# Fastest way to strip deck



## Joseph (Aug 26, 2013)

Got a massive deck that I have to strip and I don't want to wast any time. Wondering if anyone has any tips to strip a deck really fast. Decks covered with peeling latex by the way. 



------------------------------------------------------------------------------------------
https://www.calgarypropainting.com


----------



## DunriteNJ (Aug 15, 2014)

I would pressure wash first to remove the obvious peeling paint

i would then apply a stripper with sodium hydroxide and let it sit a bit 

PW it off and lightly sand areas as needed

There is no miracle IMO- if its massive with spindles etc- going to take time

charge accordingly


----------



## Damon T (Nov 22, 2008)

If hidden fasteners you can rent a floor sander.


----------



## Hines Painting (Jun 22, 2013)

Latex is a bear to strip. Hope you charged enough.


----------



## PressurePros (May 6, 2007)

Hines Painting said:


> Latex is a bear to strip. Hope you charged enough.


Just factoring floor square footage but including spindles I charge $11/s.f to remove latex solids and it still isn't enough.

Your best best for fast removal is to use an industrial coatings remover (non caustic). If you already bid and won the project, I doubt you built in enough money to use those though. ($7.50 per s.f in just chem cost.. and if you have rails, you generally have double the s.f of the floor.) Your only other option is to go nuclear strength (something like HD-80 fortified with butyl and sodium metasilicate). Plan on accidentally stripping window and door paint as well as browning out any nearby plant life. 

If you plan on using a store bought stripper and that solid is intact on rails, you may as well go to homeowner now and save yourself days and countless trips to this project and suggest a scrape, wash, recoat solid. If you have no rails, I would just sand.


----------



## Joseph (Aug 26, 2013)

Ya I ended up bidding a little low and only averaged a net profit of $25hr to strip the deck. I ended up going a bit overkill with the stripper. Mopped it on with a big mop and bucket then scrubbed with a hard brush and lightly power washed everything. Overall it wasn't very fun. Went with a solid re-coat to make it easy.

* Parts of the exercise:
A - Condense the paragraph of the deck-stripping thread that begins "Your best best for fast removal" into a short bulleted list that keeps its main facts.
B - Quote the deck-stripping thread word for word, starting with "PW it off and" and going on through "a floor sander.".

* Supplied data:
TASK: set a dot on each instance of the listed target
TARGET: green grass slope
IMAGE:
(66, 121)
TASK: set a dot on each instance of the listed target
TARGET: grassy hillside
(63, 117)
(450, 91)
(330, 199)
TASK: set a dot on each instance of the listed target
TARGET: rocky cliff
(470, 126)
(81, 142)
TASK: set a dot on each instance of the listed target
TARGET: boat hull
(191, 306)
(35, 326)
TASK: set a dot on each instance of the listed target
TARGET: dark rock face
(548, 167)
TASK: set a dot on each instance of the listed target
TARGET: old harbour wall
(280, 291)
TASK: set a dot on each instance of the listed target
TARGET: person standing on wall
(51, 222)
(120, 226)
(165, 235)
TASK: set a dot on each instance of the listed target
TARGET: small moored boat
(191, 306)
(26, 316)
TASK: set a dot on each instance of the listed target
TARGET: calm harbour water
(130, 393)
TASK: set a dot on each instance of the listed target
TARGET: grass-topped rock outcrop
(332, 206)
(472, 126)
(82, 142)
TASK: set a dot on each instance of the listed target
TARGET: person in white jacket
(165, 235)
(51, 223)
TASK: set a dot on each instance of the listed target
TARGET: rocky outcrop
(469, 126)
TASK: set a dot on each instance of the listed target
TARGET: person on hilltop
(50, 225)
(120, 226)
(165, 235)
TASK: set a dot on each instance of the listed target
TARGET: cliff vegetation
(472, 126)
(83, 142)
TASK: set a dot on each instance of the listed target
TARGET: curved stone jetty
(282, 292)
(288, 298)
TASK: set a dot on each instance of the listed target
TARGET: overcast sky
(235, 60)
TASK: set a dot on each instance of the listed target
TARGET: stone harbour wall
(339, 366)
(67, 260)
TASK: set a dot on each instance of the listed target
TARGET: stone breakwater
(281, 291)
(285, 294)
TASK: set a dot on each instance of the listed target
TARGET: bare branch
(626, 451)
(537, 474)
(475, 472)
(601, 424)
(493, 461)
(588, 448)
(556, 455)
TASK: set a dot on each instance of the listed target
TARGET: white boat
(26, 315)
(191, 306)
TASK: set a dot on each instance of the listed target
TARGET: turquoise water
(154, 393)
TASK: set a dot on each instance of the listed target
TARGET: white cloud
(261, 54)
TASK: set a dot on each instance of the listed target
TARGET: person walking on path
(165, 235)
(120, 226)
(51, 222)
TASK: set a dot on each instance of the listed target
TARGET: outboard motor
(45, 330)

* Answers to the exercise:
A -
- The fastest option is an industrial coatings remover (non-caustic).
- It costs $7.50 per square foot in chemicals alone, likely more than an already-won bid allows.
- Rails generally double the floor's square footage.
- The only other option is a much stronger product, such as HD-80 fortified with butyl and sodium metasilicate.
- That approach will likely strip window and door paint by accident and brown out nearby plants.

B -
PW it off and lightly sand areas as needed

There is no miracle IMO- if its massive with spindles etc- going to take time

charge accordingly


----------



## Damon T (Nov 22, 2008)

If hidden fasteners you can rent a floor sander.